[Start of section]
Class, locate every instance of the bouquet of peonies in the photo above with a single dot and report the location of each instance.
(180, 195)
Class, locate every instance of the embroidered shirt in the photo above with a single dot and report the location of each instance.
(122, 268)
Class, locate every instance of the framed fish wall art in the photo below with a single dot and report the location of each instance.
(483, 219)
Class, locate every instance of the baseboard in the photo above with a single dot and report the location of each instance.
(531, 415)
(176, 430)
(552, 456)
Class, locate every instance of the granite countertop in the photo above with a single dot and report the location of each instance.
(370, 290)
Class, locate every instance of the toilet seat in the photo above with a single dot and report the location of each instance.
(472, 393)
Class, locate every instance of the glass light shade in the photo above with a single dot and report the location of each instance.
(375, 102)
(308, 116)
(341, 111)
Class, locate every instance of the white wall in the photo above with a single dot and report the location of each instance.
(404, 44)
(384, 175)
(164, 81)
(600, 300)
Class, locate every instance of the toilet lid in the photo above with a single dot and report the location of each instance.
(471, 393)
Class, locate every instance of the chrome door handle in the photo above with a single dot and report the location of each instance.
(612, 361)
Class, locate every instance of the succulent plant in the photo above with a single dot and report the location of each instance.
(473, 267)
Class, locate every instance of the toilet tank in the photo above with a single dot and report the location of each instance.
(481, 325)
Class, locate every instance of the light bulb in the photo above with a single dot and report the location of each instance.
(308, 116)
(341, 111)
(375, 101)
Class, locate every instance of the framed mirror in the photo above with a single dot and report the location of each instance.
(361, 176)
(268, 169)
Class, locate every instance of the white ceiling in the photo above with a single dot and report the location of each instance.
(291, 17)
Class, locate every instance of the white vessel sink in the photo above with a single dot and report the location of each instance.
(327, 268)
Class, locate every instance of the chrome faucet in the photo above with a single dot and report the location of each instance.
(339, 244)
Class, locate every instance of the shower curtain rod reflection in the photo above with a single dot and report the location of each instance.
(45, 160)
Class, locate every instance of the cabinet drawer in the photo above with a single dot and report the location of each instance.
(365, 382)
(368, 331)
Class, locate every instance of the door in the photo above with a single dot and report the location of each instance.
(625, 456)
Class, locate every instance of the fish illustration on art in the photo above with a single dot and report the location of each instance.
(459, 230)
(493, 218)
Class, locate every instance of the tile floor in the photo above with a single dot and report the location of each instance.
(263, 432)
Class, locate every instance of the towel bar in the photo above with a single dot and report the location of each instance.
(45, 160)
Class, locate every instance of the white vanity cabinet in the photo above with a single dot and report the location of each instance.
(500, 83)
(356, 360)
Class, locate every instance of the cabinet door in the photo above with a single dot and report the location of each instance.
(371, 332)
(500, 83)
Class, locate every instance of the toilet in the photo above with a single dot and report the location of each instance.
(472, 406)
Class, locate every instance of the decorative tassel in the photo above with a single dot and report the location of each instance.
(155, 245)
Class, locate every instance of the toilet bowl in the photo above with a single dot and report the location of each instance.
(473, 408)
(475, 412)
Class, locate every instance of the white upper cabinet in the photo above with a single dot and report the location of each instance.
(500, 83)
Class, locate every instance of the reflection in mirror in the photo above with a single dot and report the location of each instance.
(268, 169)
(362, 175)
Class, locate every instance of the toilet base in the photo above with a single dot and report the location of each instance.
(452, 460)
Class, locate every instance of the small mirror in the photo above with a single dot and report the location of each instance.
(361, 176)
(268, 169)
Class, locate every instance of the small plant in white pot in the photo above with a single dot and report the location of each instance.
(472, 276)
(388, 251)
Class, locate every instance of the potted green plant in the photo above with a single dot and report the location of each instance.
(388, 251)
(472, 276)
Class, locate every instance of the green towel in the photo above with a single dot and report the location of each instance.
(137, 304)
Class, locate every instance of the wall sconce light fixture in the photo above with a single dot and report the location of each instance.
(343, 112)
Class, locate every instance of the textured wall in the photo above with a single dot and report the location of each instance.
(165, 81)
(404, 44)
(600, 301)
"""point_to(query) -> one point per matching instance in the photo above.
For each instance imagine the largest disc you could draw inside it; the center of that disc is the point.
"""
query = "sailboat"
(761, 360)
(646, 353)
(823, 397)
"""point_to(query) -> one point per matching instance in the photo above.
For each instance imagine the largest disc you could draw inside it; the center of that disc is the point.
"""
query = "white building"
[End of section]
» The task: Every line of the data above should be output exactly as written.

» Answer to this task:
Class, locate every instance of the bouquet of peonies in the photo above with a single dot and report the location of each instance.
(180, 195)
Class, locate every instance of the embroidered shirt in the photo above with a single dot and report the location of each instance.
(122, 268)
Class, locate every instance of the framed fish wall art in the photo below with a single dot and report the location of each instance.
(483, 219)
Class, locate every instance of the baseboard in the photo above with a single dot and report the location of each instance.
(531, 415)
(176, 430)
(552, 456)
Class, locate every instance of the granite countertop in the photo above with a single dot and report the location of each instance.
(370, 290)
Class, locate every instance of the toilet seat in the photo above with a single dot and report the location of each instance.
(472, 393)
Class, locate every instance of the glass light shade in the photo above with a single dot and report the location of each instance.
(375, 102)
(308, 116)
(341, 111)
Class, locate every instance of the white wall in the photo above with a single dot and report the location of each instance.
(404, 44)
(384, 175)
(164, 81)
(600, 300)
Class, locate every instance of the toilet lid in the photo above with a single dot and report the location of each instance.
(471, 393)
Class, locate every instance of the chrome door handle in the photo above with a single dot and report the location of each instance.
(612, 361)
Class, locate every instance of the succulent plant in the photo above with a single dot and report the location of each instance.
(473, 267)
Class, locate every instance of the toilet tank in the photo above with a single dot and report the location of each instance.
(481, 325)
Class, locate every instance of the light bulb in the photo above with a single dot and report the location of each instance.
(308, 116)
(341, 111)
(375, 101)
Class, locate every instance of the framed mirror in the photo above with a single dot and report the location of each instance.
(361, 176)
(268, 169)
Class, locate every instance of the white ceiling in the photo above with a single dot and report the location of each instance.
(291, 17)
Class, locate every instance of the white vessel sink in the photo above with a single dot and report the location of each instance.
(327, 268)
Class, locate every instance of the chrome faucet in the photo above with a single dot and report the location of each instance.
(339, 244)
Class, locate every instance of the shower curtain rod reflection in the photo above with a single dot and report the location of each instance.
(45, 160)
Class, locate every instance of the cabinet drawer in the photo above with a single dot and report the location of each instance.
(365, 382)
(368, 331)
Class, locate every instance of the door in the photo above with a single dot and report the location of each instance.
(625, 456)
Class, locate every instance of the fish illustration on art in the photo above with a single dot and report the location of each instance.
(459, 230)
(493, 218)
Class, locate every instance of the tile floor in the photo above with a single dot and report the location of each instance.
(263, 432)
Class, locate every instance of the towel bar in the photo above with a single dot and report the location of each instance.
(45, 160)
Class, locate every instance of the white vanity cabinet in the photo above with a single dot and report the location of each instance.
(500, 83)
(356, 360)
Class, locate every instance of the cabinet door in the photo above with a single dot and report the location of each instance.
(371, 332)
(500, 83)
Class, locate every instance of the toilet in the photo above with a single dot and report the location of each instance.
(472, 406)
Class, locate every instance of the decorative tassel in the photo above with a single dot and report the location of each instance.
(155, 245)
Class, locate every instance of the toilet bowl in the photo above with a single dot and report the location of each instance.
(473, 408)
(475, 412)
Class, locate every instance of the white upper cabinet in the photo above with a single dot and report the location of each instance.
(500, 83)
Class, locate every instance of the reflection in mirror in the photo above with a single dot and report the location of each instance.
(268, 169)
(362, 175)
Class, locate every instance of the toilet base in the photo above with a single dot and report the location of each instance.
(452, 460)
Class, locate every instance of the small mirror in the photo above with a single dot and report the location of each instance.
(361, 176)
(268, 169)
Class, locate every instance of the small plant in white pot in the photo above with a single dot and report the location of each instance.
(472, 276)
(388, 251)
Class, locate every instance of the potted green plant in the photo above with a single dot and report the location of each instance.
(388, 251)
(472, 276)
Class, locate every instance of the green towel in the photo above with a single dot and report the location of each instance.
(137, 304)
Class, locate every instance of the wall sconce light fixture in the photo above with a single dot and report the location of each instance.
(343, 112)
Class, locate every instance of the textured wall in the photo above with a single dot and report the location of each instance.
(165, 81)
(404, 44)
(600, 301)
"""point_to(query) -> one point per matching instance in the photo above.
For each instance imagine the largest disc you could draw inside it; the center of that disc is the point.
"""
query = "sailboat"
(761, 360)
(646, 353)
(823, 397)
"""point_to(query) -> one point per matching instance in the photo above.
For each instance imagine the largest disc you could draw inside it; the center of that disc is the point.
"""
query = "white building"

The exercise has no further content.